▸ Stated goal:
Transcribe the records below in full; pictures stay out of the copy.

======== Dataset entries

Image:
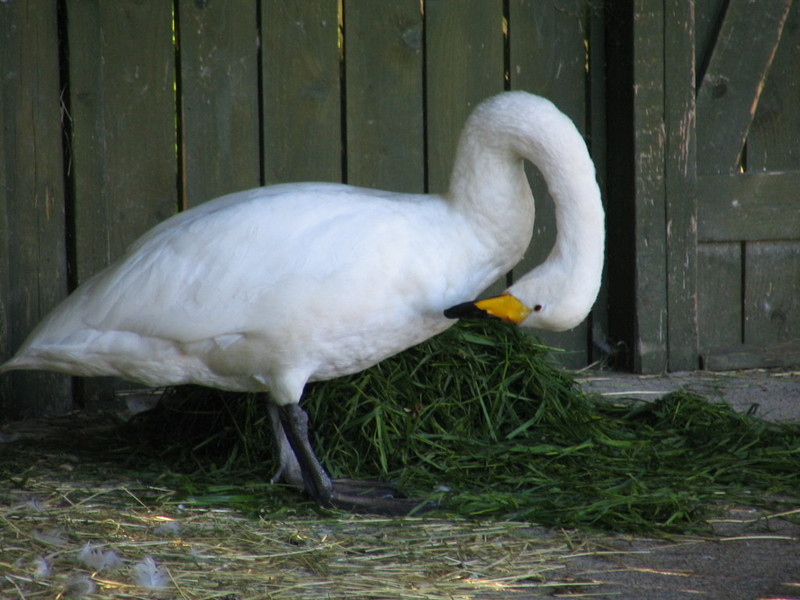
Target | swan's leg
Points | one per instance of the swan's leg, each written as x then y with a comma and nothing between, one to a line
365,496
289,470
295,426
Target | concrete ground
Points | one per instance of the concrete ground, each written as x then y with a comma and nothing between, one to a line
751,557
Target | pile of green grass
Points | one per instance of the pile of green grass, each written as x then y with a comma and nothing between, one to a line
482,420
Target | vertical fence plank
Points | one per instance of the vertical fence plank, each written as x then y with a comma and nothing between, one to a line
719,296
383,65
680,191
124,130
548,57
650,250
124,141
32,255
463,65
772,292
219,97
301,102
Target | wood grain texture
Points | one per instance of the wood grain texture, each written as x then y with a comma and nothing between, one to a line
124,130
729,92
383,49
32,213
218,96
301,100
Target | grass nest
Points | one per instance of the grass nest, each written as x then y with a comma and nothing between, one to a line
482,420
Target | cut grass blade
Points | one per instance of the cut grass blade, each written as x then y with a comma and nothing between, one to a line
482,412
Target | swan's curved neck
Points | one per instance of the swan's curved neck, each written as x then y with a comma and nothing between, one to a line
489,182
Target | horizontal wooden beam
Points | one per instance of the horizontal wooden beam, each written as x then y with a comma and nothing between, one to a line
748,207
752,356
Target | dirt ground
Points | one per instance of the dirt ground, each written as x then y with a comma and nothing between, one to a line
750,556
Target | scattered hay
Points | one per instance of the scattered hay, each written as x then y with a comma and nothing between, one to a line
482,421
218,553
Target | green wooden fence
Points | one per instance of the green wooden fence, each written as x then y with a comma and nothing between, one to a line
118,113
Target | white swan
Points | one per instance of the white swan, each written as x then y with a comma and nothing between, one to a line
267,289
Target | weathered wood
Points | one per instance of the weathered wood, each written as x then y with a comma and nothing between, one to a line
749,206
122,76
124,139
731,86
752,357
772,292
681,177
383,48
719,296
547,56
650,250
32,222
773,142
463,65
301,100
597,131
218,95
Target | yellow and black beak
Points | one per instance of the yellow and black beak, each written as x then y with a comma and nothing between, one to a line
505,307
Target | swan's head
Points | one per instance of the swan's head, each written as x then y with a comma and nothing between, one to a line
533,302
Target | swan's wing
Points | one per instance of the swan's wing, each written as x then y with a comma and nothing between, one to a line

================

▸ Correct response:
Image:
Target | swan's leg
Points | one per instance of the swan's leg, each written as x then y with a comma and nothing between, one to a line
365,496
289,470
295,426
Target | concrete ground
Points | one per instance of the concrete ground, each written as x then y with a comma and nothing between, one to a line
751,557
Target | pile of green grass
Points | one per instance of the pile of green grass, each written as x then y with a comma and nothing between, one to a line
482,420
Target | vertical fence plank
Points | one per instance of the vertical fence plank, each written as x then y with a comma and nothing between, one to a line
719,296
383,65
680,191
124,130
548,57
650,250
124,141
32,255
463,65
772,292
219,97
301,102
Target | wood grain texture
Points | one per instance of the wood grain texture, each written as x then y with a comma and nothing between, one to a line
124,130
729,92
383,49
32,213
218,96
301,100
Target | grass nest
Points | one per instance of the grass nest, each written as x then y with a comma and nothing between, one to a line
482,420
Target | cut grass blade
Points | one per instance of the cut grass blade, each written as x then y with a comma and nothing between, one to a line
482,412
Target | swan's curved neck
Points | one per instance of the swan's curved neck, each written as x then y with a comma and nothing between, one to a line
489,182
Target | horizontal wooden beam
Points | one per instance of the horizontal wooden beam, each written as x then y with a comma and nothing between, one to a line
748,207
752,356
Target | dirt ground
Points | one per instance of the dirt ground, each written as x then y with a comma and nothing between, one to a line
750,556
Target | scattered hay
Points | one per instance of the scattered hay, each written as x then y with a comma and nothing between, one to a line
482,421
218,553
Target | green wooden fence
Points | one per instance of the green wooden fence, each written as x then y with a comma and nothing between, one to a line
118,113
Target | white swan
Points | one per instance of the white swan, each written as x then y with a comma and nothing between, one to a line
267,289
Target | weathered wood
Points | one per instance of the weathered wood, each written as x then y with a comma and nothing between, one to a line
749,206
122,76
124,139
731,86
752,357
772,292
681,177
383,48
719,296
547,56
650,250
32,222
773,142
463,65
301,100
597,131
218,95
Target | yellow and black beak
Points | one per instance of the yellow and black beak, each written as x then y with a comma and nothing between, one to a line
505,307
Target | swan's head
Points | one per instance of the swan's head, each written as x then y with a comma and nothing between, one to a line
533,302
Target | swan's wing
Points | one per instance of the swan's wing, each written as x then y with a comma and nothing between, one to a line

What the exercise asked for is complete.